_Exercise details_
Continue the article about U.Va.'s FEST grants for junior faculty, starting right after its last sentence.

_Text block_
####

FEST Funding Supports U.Va.'s Cutting-Edge Junior Faculty Research

Group photo of four individuals

FEST 2008 winners(Photo: Melissa Maki)

May 7, 2008 — Four rising faculty members have secured Fund for Excellence in Science and Technology Distinguished Young Investigator grants. Phil Arras, Noelle Dwyer, Avik Ghosh and Jing Yu will each receive $50,000 to support their forward-looking research proposals.

The FEST Distinguished Young Investigator Grant program is administered by the Office of the Vice President for Research and Graduate Studies and supports junior faculty research in the sciences, engineering and medicine. The program promotes pioneering projects with seed money to enable preliminary data collection that bolsters future, external grant applications.

This year's FEST application process attracted 32 proposals. A review committee judged projects on factors such as originality and the potential of attracting external recognition.

"The extremely high quality and bold approaches of this year's FEST proposals show clearly that our most junior faculty are willing to tackle some of the most difficult problems facing us in medicine, technology and cosmology," said review committee member Marcia McDuffie, a microbiology professor. "This extraordinary group of scientists appears to be poised to make the University a very exciting place to learn and work for the coming decades."

####

_Given data_
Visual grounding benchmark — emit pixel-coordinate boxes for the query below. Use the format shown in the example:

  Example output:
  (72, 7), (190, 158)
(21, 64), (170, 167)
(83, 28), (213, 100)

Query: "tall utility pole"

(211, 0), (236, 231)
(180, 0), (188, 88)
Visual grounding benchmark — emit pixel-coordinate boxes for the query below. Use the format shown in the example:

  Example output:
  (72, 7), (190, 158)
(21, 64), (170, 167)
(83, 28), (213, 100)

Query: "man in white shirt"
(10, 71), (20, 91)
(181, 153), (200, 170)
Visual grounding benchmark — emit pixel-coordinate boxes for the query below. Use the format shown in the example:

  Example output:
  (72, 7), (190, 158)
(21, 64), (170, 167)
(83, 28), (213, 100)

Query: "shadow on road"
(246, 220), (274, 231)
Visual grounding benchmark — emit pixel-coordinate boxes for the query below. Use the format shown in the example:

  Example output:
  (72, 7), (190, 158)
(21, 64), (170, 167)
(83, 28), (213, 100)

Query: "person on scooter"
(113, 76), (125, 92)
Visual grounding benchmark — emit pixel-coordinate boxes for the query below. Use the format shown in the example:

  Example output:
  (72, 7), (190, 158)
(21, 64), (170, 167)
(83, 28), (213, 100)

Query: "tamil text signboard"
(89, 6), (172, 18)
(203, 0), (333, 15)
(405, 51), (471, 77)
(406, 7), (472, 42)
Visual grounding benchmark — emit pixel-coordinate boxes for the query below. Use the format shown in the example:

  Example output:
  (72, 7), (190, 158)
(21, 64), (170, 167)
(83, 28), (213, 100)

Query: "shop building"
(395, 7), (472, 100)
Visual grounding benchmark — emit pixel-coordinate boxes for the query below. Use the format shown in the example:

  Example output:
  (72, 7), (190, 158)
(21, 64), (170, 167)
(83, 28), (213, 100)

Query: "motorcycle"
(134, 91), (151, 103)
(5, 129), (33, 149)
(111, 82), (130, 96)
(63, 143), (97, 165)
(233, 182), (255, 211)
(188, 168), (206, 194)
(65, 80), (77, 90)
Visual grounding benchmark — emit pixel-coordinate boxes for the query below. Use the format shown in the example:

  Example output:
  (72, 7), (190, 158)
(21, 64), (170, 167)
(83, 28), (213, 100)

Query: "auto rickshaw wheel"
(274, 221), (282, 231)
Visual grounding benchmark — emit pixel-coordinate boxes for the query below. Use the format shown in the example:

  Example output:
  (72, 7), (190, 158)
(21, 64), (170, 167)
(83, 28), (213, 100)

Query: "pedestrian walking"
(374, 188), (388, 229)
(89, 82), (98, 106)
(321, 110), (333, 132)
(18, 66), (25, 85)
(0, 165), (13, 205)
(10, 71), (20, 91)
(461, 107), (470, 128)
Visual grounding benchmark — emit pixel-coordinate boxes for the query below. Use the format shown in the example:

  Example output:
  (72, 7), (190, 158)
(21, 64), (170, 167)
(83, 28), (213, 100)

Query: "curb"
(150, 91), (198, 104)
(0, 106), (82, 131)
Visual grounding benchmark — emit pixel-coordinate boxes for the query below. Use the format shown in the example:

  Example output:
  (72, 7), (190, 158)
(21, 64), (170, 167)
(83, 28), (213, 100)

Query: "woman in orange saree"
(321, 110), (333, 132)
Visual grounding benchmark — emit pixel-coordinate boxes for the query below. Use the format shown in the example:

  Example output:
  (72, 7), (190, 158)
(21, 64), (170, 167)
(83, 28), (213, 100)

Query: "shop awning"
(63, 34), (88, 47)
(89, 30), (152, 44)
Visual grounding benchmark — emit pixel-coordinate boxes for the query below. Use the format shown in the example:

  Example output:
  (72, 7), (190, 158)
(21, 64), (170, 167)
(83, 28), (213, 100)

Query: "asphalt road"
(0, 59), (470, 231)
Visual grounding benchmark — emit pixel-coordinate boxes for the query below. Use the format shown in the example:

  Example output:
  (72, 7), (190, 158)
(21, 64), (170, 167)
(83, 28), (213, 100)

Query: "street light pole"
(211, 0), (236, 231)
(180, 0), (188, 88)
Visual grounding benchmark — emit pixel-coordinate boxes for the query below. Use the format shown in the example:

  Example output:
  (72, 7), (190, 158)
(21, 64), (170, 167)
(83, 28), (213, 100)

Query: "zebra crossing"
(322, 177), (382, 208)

####

_Response below_
Among this year's winning FEST applications are proposals that may ultimately have significant practical applications, such as an improved understanding of how the kidney develops and carbon-based transistors that are faster, cheaper and more reliable.

"When we established the FEST Junior Faculty program four years ago, we set out to give institutionwide recognition to our most creative young investigators and to seed more venturesome research projects at the earliest stages of their careers at the University," said R. Ariel Gomez, vice president for research and graduate studies. "The program has succeeded far beyond our expectations. FEST winners have quickly capitalized on their awards, typically accelerating highly significant important work, outside funding and important publications and patents.

"This year's four winners, selected from a pool of over 30 proposals, exemplify the FEST tradition. We congratulate Phil Arras, Noelle Dwyer, Avik Ghosh and Jing Yu — and all of the other applicants as well. In our FEST group we see the University's emerging leadership in science and engineering." 

The Office of the Vice President for Research and Graduate Studies initiated the FEST Distinguished Young Investigator Grant program in 2004 and accepts proposals on an annual basis. Of the 11 past FEST winners still at U.Va., four have received National Science Foundation Faculty Early Career Development awards, one has received a Packard Fellowship and the others have secured substantial external funding, including National Institutes of Health Research Project Grants.